• [Text]
>>>>
Avoiding ‘E-trouble’ in Construction Litigation

Judah Lifschitz | Construction Executive | August 14, 2018

During the 2016 presidential election, the FBI subpoenaed Hillary Clinton’s emails after she used a private email server during her time as Secretary of State. Separately, the more recent investigation into Donald Trump’s campaign policy adviser, George Papadopoulos, resulted in scrutiny over both his email and social media.

As shown the above examples, there are damaging effects of electronically stored information in politics, but how does it impact the construction industry?

If not used carefully and properly, emails will serve as “truth serum” in court. Attorneys can simply read an email to know employees’ thoughts or actions, meaning an impulsive email or social media post will most likely come back to haunt the company. Requests for ESI are inevitable in litigation today and the production of inappropriate emails and other ESI open the door for an opposing attorney to argue that a company fosters a culture of uncouth, unprofessional and unfocused project management.

REQUESTS FOR ESI ARE INEVITABLE IN LITIGATION TODAY

It is estimated that 90 percent of all information is now created digitally – the majority of which is never printed. A comparison of the ESI and hard-copy documents produced in a recent construction case revealed that only 25 percent of email communication had been printed to paper. A Duke University survey revealed that the ESI Discovery costs in typical cases range from approximately $600,000 to just less than $3 million. And in large cases, the costs average from $2.3 million to $9.7 million.
<<<<
• [Records shown]
>>>>
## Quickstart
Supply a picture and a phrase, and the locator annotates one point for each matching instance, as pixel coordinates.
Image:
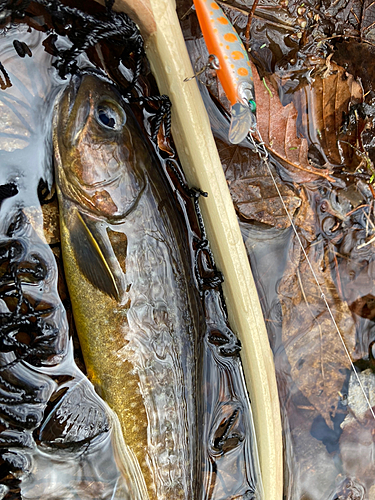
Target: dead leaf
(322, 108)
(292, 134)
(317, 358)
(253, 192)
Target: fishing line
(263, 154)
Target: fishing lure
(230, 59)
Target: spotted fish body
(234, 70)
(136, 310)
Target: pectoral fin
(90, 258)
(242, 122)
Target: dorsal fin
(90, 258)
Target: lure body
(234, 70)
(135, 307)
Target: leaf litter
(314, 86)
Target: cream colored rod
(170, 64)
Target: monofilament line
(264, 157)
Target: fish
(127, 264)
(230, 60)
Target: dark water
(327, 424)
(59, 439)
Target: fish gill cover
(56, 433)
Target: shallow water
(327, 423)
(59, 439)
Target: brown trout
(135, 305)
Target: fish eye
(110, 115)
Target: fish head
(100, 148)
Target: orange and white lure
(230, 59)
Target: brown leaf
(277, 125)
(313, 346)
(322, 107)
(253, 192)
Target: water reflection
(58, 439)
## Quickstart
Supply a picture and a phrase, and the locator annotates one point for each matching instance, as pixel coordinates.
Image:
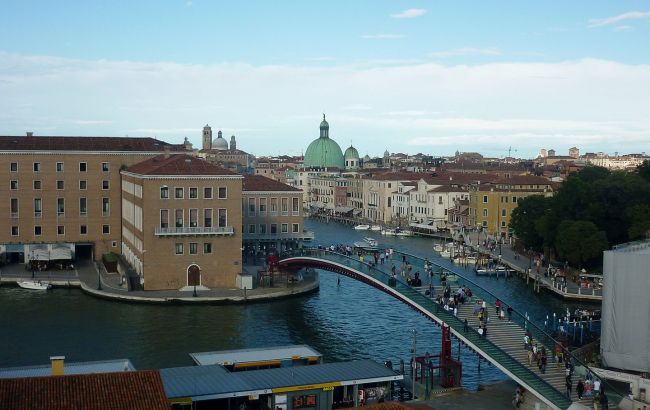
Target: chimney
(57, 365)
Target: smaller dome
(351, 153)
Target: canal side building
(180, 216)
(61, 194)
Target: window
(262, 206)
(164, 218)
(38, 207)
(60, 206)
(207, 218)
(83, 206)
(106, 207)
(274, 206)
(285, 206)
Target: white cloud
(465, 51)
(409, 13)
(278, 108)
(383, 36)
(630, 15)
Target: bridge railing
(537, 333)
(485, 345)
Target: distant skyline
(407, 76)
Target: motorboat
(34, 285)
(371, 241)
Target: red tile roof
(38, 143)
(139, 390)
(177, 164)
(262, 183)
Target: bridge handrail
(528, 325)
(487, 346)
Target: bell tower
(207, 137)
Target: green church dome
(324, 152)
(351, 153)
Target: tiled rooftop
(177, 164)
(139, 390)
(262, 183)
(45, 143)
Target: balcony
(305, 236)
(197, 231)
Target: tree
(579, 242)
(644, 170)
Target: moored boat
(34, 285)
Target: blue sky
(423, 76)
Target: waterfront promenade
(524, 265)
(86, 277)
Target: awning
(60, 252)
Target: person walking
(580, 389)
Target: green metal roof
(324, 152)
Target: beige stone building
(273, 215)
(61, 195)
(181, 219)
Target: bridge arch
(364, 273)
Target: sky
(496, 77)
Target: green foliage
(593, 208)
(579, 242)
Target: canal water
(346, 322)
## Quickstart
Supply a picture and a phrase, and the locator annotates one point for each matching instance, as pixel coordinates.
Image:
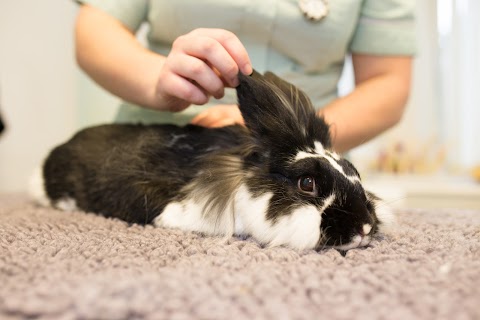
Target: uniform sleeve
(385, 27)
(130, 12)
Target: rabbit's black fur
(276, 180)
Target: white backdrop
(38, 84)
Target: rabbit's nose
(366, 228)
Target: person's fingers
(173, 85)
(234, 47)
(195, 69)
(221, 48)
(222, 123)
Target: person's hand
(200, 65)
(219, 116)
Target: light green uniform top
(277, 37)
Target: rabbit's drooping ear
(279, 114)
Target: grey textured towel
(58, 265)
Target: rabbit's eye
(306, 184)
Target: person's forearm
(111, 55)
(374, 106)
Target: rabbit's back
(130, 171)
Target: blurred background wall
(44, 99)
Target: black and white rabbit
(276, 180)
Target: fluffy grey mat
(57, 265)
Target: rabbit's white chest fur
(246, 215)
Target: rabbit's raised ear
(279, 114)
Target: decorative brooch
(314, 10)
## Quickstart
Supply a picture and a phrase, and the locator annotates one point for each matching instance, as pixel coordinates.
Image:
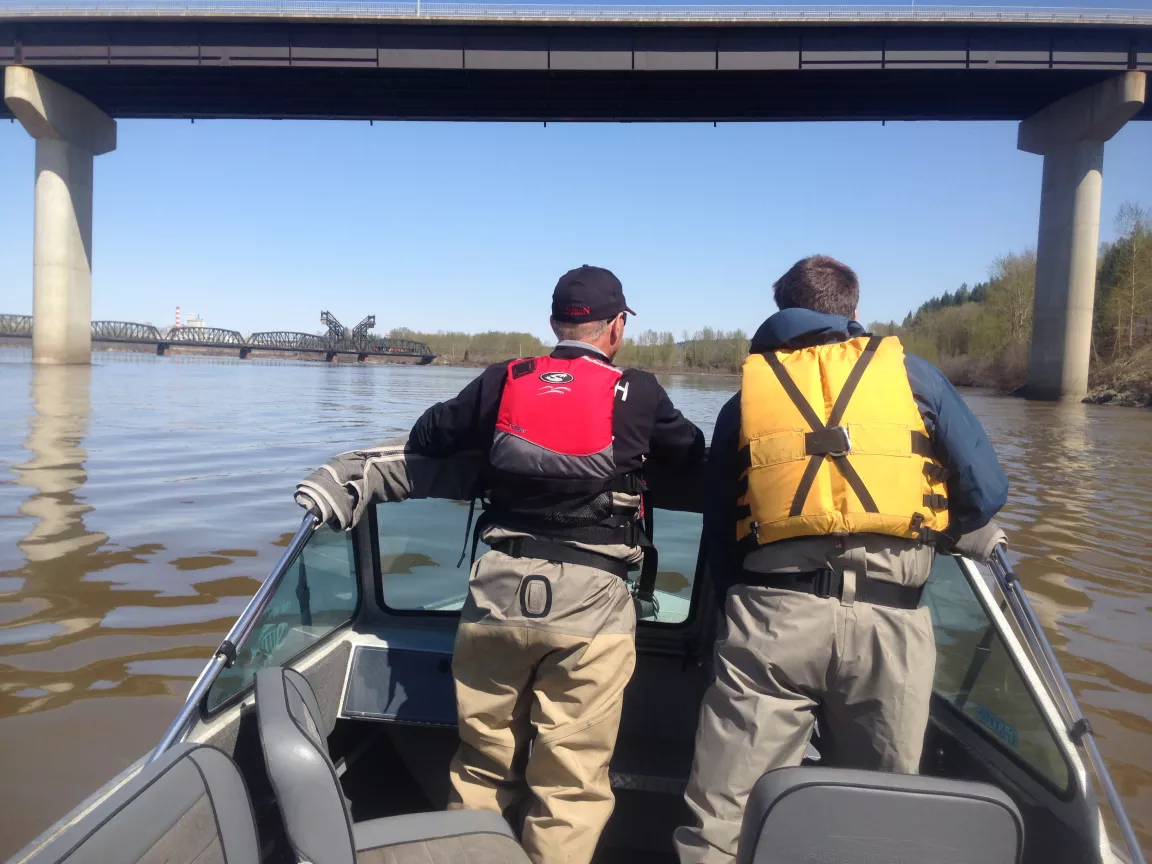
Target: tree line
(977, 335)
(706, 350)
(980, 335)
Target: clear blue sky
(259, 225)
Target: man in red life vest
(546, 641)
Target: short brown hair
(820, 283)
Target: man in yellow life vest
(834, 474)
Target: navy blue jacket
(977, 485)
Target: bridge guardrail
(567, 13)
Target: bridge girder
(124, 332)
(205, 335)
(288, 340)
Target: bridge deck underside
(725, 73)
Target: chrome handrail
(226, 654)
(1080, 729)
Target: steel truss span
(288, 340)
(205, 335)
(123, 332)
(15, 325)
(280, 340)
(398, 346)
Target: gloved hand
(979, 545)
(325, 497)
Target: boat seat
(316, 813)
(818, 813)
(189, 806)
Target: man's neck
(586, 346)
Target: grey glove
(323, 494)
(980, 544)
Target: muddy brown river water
<<<<
• [Exercise instructions]
1. In the article on construction litigation, what share of email communication had been printed to paper in the recent construction case it compares?
2. Quote the construction litigation article word for word between "Judah Lifschitz |" and "and social media.", inclusive.

• [Per-task answers]
1. Only 25 percent.

2.
Judah Lifschitz | Construction Executive | August 14, 2018

During the 2016 presidential election, the FBI subpoenaed Hillary Clinton’s emails after she used a private email server during her time as Secretary of State. Separately, the more recent investigation into Donald Trump’s campaign policy adviser, George Papadopoulos, resulted in scrutiny over both his email and social media.